- ИЗВЛЕЧЕННЫЙ ТЕКСТ -
▽

Полеты. Мои первые летные занятия закончились в 1940 году из-за войны. На второй раз партия в 1954 году поставила точку, после которой начался 36 летний период вынужденного отрезвления. В ГДР летать могла лишь группа людей, выбранная по идеологическим соображениям. В 70-е и 80-е годы к обучению полетам на планерах допускались только те, кто был кандидатом в офицеры или старослужащим Военно-Воздушных Сил ГДР. Как и до этого при Гитлере, летная подготовка финансировалась государством. В обеих системах это являлось не спортом, а предвоенной подготовкой.
36 лет я «летал» лишь глазами, ну или в качестве пассажира на самолетах гражданской авиации, наблюдая за землей сверху. Как же я завидовал людям, которые могли выбрать воздухоплавание своей профессией.
Желание, сидеть за штурвалом и властвовать над третьим измерением, никогда меня не оставляло.
Мне регулярно снился такой сон: «Стою на аэродроме перед самолетом и знаю, что сейчас буду в него подниматься и управлять им. Затем я занимаю место пилота, и меня захлестывает бесконечное чувство радости. Тут вдруг самолет превращается ни во что, и я, разочарованный, просыпаюсь».
А тут тебе все сразу: «Лети туда, куда ты хочешь, с условием конечно, если сможешь оплатить». Я мог, и поэтому мечта моей жизни наконец смогла осуществиться. В возрасте 68 лет я получил права спортивного пилота на мотопланер, а еще через год — и на безмоторный планер.
Мой шеф также всю жизнь мечтал о полетах в качестве пилота, но никогда не находил времени для обучения. Он постоянно должен был в своей отрасли выдерживать конкурентную борьбу, и ему было не до этого. В декабре 1990 года, когда мы с сотрудниками отмечали праздник Рождества и были под легким алкоголем, то я рассказал ему о своих намерениях «сделать» права пилота. На это он сказал:
«Если Вы в Вашем возрасте сумеете это сделать, то я оплачу 50 % стоимости получения прав». Сказав, он сдержал свое слово. 16 июня 1991 года я стартовал на первый круг в кресле пилота, находясь рядом с инструктором, а уже 29 сентября того же года состоялся последний экзаменационный полет. По предъявлении моих прав пилота, шеф перевел на мой истощившийся банковский счет значительную сумму.
Последний полет я совершил 6 марта 2003 года за два месяца до моего 80 дня рождения. Это был полет № 977 на мотопланере над Альпами. Не из-за нехватки здоровья, а из-за прогрессирующего возраста, постоянный летный врач отказался принимать меня на обязательное обследование, которое проводилось ежегодно. Я не обиделся, т. к. за это короткое время я пережил столько прекрасного, что до сих пор витаю в воспоминаниях. И если мне не спится, то я начинаю вспоминать прекрасные полеты. Эти «мысленные полеты» никогда долго не длятся. Они вскоре оканчиваются крепким сном.
Самыми прекрасными были недели полетов в Испании, в Альпах и на некоторых летных площадках Германии.

△

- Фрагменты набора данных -
▽

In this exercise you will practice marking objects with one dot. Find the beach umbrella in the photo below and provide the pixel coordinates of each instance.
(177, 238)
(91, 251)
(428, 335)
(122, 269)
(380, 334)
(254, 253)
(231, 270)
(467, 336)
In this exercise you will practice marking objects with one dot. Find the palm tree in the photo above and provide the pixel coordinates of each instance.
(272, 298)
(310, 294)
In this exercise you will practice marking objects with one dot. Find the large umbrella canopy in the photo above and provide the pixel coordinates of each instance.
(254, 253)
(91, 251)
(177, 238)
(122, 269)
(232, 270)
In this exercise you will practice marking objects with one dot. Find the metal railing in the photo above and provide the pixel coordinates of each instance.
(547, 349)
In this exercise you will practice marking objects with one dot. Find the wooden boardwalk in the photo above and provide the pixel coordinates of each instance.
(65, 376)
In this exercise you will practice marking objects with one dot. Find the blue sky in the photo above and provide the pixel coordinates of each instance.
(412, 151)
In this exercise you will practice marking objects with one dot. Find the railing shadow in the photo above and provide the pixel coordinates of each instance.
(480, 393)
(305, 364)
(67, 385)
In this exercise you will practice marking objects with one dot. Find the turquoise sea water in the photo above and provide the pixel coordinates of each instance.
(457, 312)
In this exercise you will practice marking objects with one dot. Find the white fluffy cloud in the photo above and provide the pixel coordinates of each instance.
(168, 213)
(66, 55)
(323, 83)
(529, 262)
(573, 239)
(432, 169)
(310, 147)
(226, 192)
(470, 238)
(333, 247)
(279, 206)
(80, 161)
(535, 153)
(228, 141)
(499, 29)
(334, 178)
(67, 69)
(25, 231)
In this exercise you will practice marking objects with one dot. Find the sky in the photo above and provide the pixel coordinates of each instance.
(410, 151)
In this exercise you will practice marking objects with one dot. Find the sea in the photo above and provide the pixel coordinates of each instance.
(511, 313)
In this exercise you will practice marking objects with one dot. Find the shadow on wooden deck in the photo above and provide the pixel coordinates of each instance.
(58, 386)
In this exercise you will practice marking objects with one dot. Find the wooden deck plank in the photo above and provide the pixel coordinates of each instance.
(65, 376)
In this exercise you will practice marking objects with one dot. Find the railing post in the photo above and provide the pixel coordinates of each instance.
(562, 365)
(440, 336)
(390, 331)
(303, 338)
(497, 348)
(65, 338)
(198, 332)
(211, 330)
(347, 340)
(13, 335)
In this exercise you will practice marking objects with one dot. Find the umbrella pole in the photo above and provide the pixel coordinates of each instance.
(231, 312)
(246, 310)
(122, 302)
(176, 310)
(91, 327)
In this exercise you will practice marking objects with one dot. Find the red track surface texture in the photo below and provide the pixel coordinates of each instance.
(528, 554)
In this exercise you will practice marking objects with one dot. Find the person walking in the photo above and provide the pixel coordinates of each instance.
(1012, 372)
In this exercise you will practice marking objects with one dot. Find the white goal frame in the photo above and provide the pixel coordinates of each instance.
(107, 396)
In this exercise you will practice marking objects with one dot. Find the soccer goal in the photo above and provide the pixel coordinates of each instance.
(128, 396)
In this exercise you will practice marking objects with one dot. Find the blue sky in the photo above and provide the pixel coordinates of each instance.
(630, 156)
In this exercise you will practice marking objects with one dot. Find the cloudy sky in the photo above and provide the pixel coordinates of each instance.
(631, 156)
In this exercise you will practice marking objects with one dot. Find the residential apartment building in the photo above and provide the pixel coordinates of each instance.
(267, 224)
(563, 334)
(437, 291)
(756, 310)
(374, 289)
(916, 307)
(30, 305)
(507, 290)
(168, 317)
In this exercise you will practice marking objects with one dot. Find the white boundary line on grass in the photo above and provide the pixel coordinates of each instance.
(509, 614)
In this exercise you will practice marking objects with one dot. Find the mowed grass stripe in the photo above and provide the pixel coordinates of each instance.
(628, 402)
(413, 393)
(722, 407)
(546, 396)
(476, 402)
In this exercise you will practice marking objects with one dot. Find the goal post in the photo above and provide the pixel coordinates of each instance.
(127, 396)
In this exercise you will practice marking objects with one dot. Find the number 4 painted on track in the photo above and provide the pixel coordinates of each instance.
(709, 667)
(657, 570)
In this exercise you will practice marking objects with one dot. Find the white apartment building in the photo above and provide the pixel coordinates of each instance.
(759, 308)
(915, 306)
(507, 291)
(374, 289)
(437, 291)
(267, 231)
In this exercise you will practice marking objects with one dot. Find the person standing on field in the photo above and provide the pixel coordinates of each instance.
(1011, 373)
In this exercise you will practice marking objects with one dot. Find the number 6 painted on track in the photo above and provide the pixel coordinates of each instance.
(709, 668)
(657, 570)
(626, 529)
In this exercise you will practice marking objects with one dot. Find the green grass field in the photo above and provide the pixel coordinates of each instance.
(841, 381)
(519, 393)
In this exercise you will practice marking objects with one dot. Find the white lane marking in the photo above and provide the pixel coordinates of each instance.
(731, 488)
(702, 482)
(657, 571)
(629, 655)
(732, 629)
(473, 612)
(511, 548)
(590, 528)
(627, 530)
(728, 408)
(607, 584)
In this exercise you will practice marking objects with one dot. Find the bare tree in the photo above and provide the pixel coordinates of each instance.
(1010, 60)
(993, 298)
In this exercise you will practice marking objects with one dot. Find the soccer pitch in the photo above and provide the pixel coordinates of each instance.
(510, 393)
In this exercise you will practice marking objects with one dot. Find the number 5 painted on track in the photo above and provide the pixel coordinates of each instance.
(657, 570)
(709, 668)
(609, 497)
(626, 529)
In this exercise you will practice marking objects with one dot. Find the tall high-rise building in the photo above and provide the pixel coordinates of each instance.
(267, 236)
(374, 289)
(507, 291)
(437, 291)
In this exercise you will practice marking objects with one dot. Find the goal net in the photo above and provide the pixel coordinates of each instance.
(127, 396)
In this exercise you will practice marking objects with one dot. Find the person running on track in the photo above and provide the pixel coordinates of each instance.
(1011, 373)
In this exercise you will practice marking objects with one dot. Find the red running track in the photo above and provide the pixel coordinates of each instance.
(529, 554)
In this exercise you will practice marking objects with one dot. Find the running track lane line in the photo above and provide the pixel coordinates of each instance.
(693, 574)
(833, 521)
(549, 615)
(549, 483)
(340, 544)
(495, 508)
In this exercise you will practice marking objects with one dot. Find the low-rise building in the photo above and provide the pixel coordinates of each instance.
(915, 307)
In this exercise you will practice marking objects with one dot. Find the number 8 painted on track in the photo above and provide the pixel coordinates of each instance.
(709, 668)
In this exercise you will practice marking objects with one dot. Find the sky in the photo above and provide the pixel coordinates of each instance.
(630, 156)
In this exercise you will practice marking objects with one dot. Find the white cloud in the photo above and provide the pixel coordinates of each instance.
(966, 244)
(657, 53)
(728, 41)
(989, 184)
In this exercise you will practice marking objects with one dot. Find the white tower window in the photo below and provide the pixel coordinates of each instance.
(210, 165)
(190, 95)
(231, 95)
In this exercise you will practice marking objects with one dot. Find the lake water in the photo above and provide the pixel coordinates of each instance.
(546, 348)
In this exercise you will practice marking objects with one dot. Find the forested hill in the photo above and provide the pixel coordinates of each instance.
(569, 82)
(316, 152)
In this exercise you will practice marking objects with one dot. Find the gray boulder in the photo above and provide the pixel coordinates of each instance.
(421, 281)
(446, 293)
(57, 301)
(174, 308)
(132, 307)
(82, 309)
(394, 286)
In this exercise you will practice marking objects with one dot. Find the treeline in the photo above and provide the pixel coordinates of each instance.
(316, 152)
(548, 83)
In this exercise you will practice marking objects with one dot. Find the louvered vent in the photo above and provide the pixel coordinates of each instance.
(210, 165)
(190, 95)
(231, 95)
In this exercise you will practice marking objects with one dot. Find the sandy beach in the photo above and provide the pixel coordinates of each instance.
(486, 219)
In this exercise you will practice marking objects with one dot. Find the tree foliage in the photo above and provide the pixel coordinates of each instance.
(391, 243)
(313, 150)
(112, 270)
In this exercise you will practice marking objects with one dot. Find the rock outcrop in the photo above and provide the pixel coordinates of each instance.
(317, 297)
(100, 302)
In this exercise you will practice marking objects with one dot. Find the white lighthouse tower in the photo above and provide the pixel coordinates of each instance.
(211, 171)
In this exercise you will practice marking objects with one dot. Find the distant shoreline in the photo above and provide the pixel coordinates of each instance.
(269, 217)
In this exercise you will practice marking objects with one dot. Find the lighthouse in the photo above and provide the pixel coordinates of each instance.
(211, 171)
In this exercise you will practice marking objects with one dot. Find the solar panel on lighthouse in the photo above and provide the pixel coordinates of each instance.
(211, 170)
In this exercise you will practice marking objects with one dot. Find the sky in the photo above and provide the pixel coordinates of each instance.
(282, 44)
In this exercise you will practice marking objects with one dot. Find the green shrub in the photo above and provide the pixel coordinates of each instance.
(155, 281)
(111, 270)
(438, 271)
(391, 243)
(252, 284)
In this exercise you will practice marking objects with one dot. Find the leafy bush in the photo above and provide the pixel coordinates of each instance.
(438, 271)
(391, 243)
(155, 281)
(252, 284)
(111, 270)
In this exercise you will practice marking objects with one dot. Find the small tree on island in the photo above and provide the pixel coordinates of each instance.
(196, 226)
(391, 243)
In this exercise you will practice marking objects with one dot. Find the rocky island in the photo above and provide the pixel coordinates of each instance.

△

- ЗАДАНИЕ 1 -
Перепишите из текста о полетах отрывок от «Полеты. Мои первые» до «а предвоенной подготовкой.» включительно.
- ЗАДАНИЕ 2 -
Ответьте по тексту о полетах:
(a) В каком году закончились первые летные занятия рассказчика?
(b) Сколько процентов стоимости получения прав обещал оплатить шеф?
(c) Какой номер был у последнего полета?
Строки здесь ни при чем.

- ОТВЕТ 1 -
Полеты. Мои первые летные занятия закончились в 1940 году из-за войны. На второй раз партия в 1954 году поставила точку, после которой начался 36 летний период вынужденного отрезвления. В ГДР летать могла лишь группа людей, выбранная по идеологическим соображениям. В 70-е и 80-е годы к обучению полетам на планерах допускались только те, кто был кандидатом в офицеры или старослужащим Военно-Воздушных Сил ГДР. Как и до этого при Гитлере, летная подготовка финансировалась государством. В обеих системах это являлось не спортом, а предвоенной подготовкой.

- ОТВЕТ 2 -
(a) В 1940 году.
(b) 50 %.
(c) № 977.